**Task description:** Rewrite the data below, changing each occurrence of "positive clicks" to "foreground clicks" and keeping every other character unchanged.

Recorded data section start

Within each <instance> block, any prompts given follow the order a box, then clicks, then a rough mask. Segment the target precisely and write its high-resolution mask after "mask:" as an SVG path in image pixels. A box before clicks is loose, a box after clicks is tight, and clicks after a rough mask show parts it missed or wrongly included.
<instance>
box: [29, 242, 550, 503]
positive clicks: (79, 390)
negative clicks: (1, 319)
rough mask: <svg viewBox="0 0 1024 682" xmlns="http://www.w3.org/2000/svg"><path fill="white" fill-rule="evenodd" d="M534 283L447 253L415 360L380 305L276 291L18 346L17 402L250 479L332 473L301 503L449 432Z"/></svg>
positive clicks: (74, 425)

Recorded data section end

**Response area:**
Within each <instance> block, any prompts given follow the order a box, then clicks, then a rough mask. Segment the target precisely and write its high-resolution mask after "mask:" as an SVG path in image pixels. A box before clicks is loose, a box after clicks is tight, and clicks after a rough mask show parts it missed or wrongly included.
<instance>
box: [29, 242, 550, 503]
foreground clicks: (79, 390)
negative clicks: (1, 319)
rough mask: <svg viewBox="0 0 1024 682" xmlns="http://www.w3.org/2000/svg"><path fill="white" fill-rule="evenodd" d="M534 283L447 253L415 360L380 305L276 291L18 346L17 402L250 479L332 473L301 503L449 432Z"/></svg>
foreground clicks: (74, 425)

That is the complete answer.